• _AIM_: Return the data below word for word, leaving out the pictures.

━━━━━ EXTRACTED INFORMATION

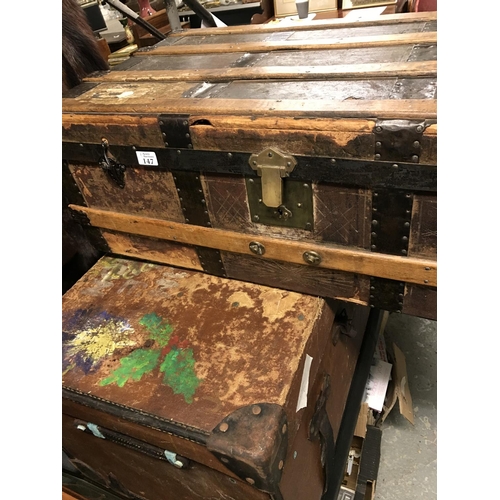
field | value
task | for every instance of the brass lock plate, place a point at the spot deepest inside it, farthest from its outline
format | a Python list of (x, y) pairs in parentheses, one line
[(295, 211)]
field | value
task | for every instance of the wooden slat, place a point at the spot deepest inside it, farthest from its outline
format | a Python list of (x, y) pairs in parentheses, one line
[(339, 258), (341, 71), (409, 109), (302, 45), (388, 19)]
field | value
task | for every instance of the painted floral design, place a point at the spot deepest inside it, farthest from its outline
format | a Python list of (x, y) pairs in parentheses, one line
[(164, 352), (94, 340)]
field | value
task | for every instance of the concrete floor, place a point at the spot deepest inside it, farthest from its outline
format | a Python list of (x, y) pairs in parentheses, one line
[(408, 464)]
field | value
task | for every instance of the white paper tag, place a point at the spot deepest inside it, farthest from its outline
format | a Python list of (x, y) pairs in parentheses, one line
[(146, 158), (304, 384)]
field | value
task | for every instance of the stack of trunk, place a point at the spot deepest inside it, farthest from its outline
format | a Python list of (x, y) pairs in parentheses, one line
[(264, 195)]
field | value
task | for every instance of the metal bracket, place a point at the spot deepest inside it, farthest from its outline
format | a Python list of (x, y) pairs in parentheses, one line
[(115, 170), (175, 131), (272, 165), (237, 441), (398, 140)]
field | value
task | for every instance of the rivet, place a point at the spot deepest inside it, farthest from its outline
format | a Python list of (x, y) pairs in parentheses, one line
[(312, 258), (257, 248)]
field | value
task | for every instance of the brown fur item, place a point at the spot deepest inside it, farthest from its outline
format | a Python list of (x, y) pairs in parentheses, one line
[(80, 51)]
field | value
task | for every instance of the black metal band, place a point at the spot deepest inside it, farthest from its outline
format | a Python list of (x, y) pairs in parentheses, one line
[(135, 416), (194, 207), (353, 403), (341, 171), (386, 294)]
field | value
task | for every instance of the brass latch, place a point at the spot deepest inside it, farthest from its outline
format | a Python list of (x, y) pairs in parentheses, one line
[(272, 166)]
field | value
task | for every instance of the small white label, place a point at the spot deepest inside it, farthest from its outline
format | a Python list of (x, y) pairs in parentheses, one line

━━━━━━━━━━

• _WORKED SOLUTION_:
field | value
task | for every instance of the brass lock plate, place a point at the spot deepest inside it, farthest from its outline
format | a Python list of (x, y) pairs in parentheses, one line
[(295, 211)]
field | value
task | for every instance of the wooden slat, place a point at the spot deepest inside it, farthest from its outline
format | a Python list of (x, y) pairs in parentheses, one line
[(339, 258), (341, 71), (409, 109), (302, 45), (388, 19)]
field | value
task | for every instance of the painted floral design, place a point at the spot deepest inside it, farthest from its outline
format | a Python list of (x, y) pairs in parentheses, one line
[(164, 352), (94, 340)]
field | value
task | for every instance of the concrete floor, place a point at the spot deepest inside it, farthest from its outline
format | a Python list of (x, y) pairs in parentheses, one line
[(408, 464)]
field | value
task | for every instance of the white paper tag, place a point at the spot deepest inside it, farthest from its outline
format | a Python list of (x, y) pairs in parentheses, one line
[(146, 158), (304, 384)]
field | value
task | for every instance of the stack of trunk, place a point at the spot deepest inside it, farthest from its outline
format | a Python list of (x, y) pairs in parentheses, one line
[(264, 195)]
field | value
task | for every instance of the metal bracket, place a point at the spot deepest inside it, farthest from its outline
format | a Python list of (x, y) pairs in parentheses, one line
[(115, 170), (175, 131), (272, 165), (237, 441), (398, 140)]
field | value
task | for every instance of the rivet, place a point at the spot deepest inside it, farthest from its outline
format | a Python list of (x, y) pairs in parentheses, one line
[(312, 258), (257, 248)]
field | value
task | for every instance of the brown fur item, place a point at the spot deepest inside it, farthest from its outline
format | a Python list of (x, y) pairs in parentheses, one line
[(80, 51)]
field | value
task | for every instance of the black metal band, place a point at the spot deepest inside it, farthest from its outline
format | a Python list of (x, y) pairs in parentheses, one line
[(135, 416), (194, 207), (353, 403), (341, 171), (386, 294)]
field | value
task | for every instance of the brass latch, place a point at the spot deepest inside it, farthest from its outline
format | a Python list of (x, y) pairs in parentheses, one line
[(272, 166)]
field | value
task | for every instance of the small white label, place a point at the spot deepest inside it, farthest from its outline
format | a Python list of (x, y) pairs in parentheses, one line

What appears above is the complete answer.